WHAT YOU WILL DO
Copy the listing below line for line, without any changes.

Saved records

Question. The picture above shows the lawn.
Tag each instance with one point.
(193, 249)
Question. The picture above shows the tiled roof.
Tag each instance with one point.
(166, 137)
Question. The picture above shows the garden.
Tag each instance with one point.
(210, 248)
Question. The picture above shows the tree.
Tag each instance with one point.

REPLY TO THE EXERCISE
Question. The picture above shows the lawn.
Tag each instance with one point.
(193, 249)
Question. The picture above shows the tiled roof.
Tag each instance with one point.
(166, 137)
Question. The picture above shows the garden.
Tag each instance with one point.
(210, 248)
Question. The picture above shows the tree.
Tag each instance with one point.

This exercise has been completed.